Reproduce every line that appears below, precisely and completely.

*** DATASET ***

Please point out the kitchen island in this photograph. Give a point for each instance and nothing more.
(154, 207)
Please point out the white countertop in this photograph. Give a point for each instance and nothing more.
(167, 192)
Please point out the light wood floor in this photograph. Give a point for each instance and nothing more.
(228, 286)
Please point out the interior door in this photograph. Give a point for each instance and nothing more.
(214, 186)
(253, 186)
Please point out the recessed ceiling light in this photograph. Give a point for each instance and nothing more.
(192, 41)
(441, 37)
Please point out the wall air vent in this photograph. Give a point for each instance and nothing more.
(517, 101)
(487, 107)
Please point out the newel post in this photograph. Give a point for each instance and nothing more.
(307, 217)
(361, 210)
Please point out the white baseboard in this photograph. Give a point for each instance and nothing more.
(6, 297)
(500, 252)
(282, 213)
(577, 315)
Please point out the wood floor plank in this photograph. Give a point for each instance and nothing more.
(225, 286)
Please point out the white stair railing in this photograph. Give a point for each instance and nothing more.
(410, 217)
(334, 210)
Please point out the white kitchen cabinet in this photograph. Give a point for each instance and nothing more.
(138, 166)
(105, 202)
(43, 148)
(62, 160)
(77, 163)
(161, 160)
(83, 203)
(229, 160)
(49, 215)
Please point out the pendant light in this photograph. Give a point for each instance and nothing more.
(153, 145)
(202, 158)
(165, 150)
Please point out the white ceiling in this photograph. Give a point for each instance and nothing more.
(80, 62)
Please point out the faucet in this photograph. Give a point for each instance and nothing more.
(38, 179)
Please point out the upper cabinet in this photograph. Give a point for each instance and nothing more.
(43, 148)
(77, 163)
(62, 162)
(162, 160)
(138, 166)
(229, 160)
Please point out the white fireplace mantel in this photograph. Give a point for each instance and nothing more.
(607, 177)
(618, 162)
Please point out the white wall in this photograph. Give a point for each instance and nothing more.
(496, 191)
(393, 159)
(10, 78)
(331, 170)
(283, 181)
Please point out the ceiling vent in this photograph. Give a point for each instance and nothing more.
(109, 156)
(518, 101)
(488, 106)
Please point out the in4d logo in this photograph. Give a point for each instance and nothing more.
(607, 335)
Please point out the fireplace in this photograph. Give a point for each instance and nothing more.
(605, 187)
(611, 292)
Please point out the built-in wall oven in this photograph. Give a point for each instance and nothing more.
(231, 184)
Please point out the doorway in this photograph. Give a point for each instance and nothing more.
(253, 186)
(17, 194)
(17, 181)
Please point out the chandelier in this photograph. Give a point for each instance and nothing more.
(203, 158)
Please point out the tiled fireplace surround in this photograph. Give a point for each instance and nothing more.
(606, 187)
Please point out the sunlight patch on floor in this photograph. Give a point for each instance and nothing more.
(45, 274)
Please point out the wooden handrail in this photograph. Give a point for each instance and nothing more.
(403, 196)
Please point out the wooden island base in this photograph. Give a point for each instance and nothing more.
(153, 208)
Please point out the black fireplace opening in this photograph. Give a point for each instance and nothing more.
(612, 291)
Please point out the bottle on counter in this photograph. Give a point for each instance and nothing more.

***

» **RESULT OF THE EXERCISE**:
Please point out the kitchen island in this photograph. Give a point for each instance and nothing more.
(154, 207)
Please point out the white countertop in this photograph. Give a point for each instance and nothing more.
(167, 192)
Please point out the light wood floor in this photograph. Give a point for each instance and nothing more.
(228, 286)
Please point out the interior door in this photograph. Give a point for each instance and nothing more.
(214, 186)
(253, 186)
Please point out the recessed ceiling light in this photograph. Give a point for each instance and nothing more.
(192, 41)
(441, 37)
Please point out the wall air vent in this photograph. Give a point for each instance and nothing more.
(517, 101)
(487, 107)
Please point out the newel post in this photograph. Give a point for each instance and nothing more.
(307, 217)
(361, 210)
Please point out the white baseboard in this photograph. Give a point for each instance and nothing more.
(6, 297)
(500, 252)
(282, 213)
(577, 315)
Please point out the wood floor plank in this photograph. Give a point for each instance and nothing more.
(225, 286)
Please point out the white stair railing in this photograph. Give a point for each instance and nothing more.
(410, 217)
(334, 210)
Please point out the white kitchen cabinet in this photograph. Give a point for each instance and nothing more.
(138, 166)
(105, 202)
(43, 148)
(62, 160)
(77, 163)
(161, 160)
(83, 203)
(229, 160)
(49, 215)
Please point out the pendant light in this photograph. Give a point for each instance and nothing more.
(153, 145)
(202, 158)
(165, 150)
Please point out the white ceiling in this photograph. Give a point for each instance and nothing more.
(80, 62)
Please point out the faucet in this photograph. Give a point for each instance and nothing more.
(38, 179)
Please point out the upper cabinet in this photograph. Give a point for each instance and nothing more.
(43, 148)
(77, 163)
(62, 162)
(162, 160)
(138, 166)
(229, 160)
Please point out the white fireplace mantel in this photograph. Give a point for each instance and nothing more.
(607, 177)
(618, 162)
Please point out the white wall in this photograph. Give a point for each instance and nothing more.
(496, 191)
(393, 159)
(10, 78)
(331, 170)
(283, 181)
Please point out the ceiling vent in this photograph. Give a point for each instance and nothing more.
(109, 156)
(518, 101)
(488, 106)
Please point out the in4d logo in this photograph. Give a point for each instance and nothing more.
(607, 335)
Please point out the fireplace in this photograph. Give a point for each instance and nothing more.
(605, 187)
(611, 292)
Please point out the built-in wall oven in this photograph. Give a point for each instance and nothing more.
(231, 184)
Please point out the doorway in this photograph. Give a point for each instance and nothing more.
(253, 186)
(17, 194)
(17, 181)
Please point out the chandelier in this photograph. Give a point for each instance and nothing more.
(203, 158)
Please point out the tiled fireplace surround in this photograph. Give a point for each instance and nothing more.
(606, 187)
Please point out the sunlight patch on floor in this photograph. Give a point for each instance and nothing more.
(45, 274)
Please point out the wooden handrail in this photograph. Give a point for each instance and nothing more.
(403, 196)
Please point out the wooden island base in this photograph. Give a point for each instance and nothing more.
(153, 208)
Please point out the black fireplace opening in this photograph. Give a point for each instance and nothing more.
(612, 291)
Please point out the bottle on counter in this photograph. Give a point for each instance and nothing more.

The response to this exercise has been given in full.